------ Material shown

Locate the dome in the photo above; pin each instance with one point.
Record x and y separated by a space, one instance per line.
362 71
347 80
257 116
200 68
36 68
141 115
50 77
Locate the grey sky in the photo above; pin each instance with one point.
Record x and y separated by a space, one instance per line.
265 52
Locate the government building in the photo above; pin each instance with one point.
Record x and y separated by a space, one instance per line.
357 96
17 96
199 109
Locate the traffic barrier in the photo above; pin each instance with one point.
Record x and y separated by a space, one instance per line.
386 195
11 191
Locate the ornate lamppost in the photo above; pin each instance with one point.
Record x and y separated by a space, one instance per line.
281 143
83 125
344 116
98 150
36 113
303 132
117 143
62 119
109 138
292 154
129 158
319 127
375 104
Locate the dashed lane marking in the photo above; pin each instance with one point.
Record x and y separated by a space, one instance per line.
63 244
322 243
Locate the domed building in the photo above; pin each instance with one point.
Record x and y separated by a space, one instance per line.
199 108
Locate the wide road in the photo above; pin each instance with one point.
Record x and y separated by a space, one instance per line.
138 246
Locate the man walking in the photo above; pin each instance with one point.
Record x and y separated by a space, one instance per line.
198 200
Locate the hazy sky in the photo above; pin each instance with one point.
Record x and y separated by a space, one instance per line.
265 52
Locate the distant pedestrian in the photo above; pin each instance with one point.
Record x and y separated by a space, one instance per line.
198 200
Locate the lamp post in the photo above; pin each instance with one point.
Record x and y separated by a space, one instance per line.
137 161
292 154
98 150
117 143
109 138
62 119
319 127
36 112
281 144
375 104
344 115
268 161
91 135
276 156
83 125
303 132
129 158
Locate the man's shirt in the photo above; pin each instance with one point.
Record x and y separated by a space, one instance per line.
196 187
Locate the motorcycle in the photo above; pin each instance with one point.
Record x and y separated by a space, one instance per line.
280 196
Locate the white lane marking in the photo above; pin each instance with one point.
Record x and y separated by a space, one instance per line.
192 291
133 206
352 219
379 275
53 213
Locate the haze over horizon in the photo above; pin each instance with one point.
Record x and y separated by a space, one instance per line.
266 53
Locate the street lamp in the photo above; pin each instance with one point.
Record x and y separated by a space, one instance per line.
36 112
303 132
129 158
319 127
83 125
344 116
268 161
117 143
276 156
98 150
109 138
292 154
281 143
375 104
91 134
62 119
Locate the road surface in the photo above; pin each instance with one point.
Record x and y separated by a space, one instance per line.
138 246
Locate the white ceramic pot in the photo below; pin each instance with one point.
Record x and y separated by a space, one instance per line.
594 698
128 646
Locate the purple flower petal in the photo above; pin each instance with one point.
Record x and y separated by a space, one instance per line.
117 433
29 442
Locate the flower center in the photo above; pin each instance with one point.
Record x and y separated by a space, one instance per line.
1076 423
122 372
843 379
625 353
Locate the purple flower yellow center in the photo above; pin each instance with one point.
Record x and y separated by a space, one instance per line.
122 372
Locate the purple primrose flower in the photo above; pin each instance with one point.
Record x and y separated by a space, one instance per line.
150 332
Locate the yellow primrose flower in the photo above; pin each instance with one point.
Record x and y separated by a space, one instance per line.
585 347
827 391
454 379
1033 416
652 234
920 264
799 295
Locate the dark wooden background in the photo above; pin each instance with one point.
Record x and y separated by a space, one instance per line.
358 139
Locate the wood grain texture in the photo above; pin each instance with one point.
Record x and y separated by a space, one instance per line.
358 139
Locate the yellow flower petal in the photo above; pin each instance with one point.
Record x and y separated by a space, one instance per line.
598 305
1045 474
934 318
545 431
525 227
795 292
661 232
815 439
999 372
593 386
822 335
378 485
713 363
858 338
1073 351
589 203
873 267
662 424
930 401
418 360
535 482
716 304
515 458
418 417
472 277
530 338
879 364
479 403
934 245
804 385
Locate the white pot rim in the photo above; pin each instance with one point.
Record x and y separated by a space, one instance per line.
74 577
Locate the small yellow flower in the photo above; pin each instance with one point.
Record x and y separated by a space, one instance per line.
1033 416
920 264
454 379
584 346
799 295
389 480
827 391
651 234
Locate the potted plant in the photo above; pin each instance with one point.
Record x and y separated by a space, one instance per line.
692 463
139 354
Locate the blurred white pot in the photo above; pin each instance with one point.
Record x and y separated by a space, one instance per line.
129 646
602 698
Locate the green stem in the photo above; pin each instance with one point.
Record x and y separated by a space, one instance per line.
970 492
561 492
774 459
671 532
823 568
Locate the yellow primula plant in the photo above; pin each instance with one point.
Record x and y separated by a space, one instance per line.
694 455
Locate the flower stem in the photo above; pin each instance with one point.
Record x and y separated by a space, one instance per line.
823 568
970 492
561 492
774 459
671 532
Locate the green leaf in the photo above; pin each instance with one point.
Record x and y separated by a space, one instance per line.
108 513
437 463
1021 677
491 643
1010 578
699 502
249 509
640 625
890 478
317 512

------------

§ **What you will do**:
Extract exactly the lines between the line containing "Locate the white pot" and the end of the data, including both.

§ **Right answer**:
Locate the white pot rim in the photo above; pin each instance with one point.
Record x and y separated by a space, one instance per line.
74 577
Locate the small yellow flower in the photo above; pin each instance with one point.
Record x and y separated by a space, one instance per line.
1033 416
920 264
454 379
584 346
799 295
389 480
827 391
651 234
Locate the potted plant in the photo above; pin each instance with one point.
Record x and y separated by a space, one instance per line.
692 463
139 354
Locate the blurred white pot in the photo above; pin each instance with one point.
Record x and y separated by a space, one instance per line.
129 646
602 698
Locate the green stem in the photo above; pin each instance with one point.
Record x and y separated by a space, one instance per line.
970 492
561 492
774 459
671 532
823 568
Locate the yellow primula plant in the photo above; pin each instance with one point.
Record x and y separated by a space, one instance per line.
694 455
Locate the flower stem in the photo above; pin each instance with one point.
Record x and y separated by a space, one instance per line.
823 568
970 492
561 492
774 459
671 532
Locate the green leaf in the photo above; pin each instance with one point.
Record x and y separated by a space, one instance per line.
108 513
437 463
1021 677
491 643
1010 578
699 502
249 509
640 625
890 478
317 512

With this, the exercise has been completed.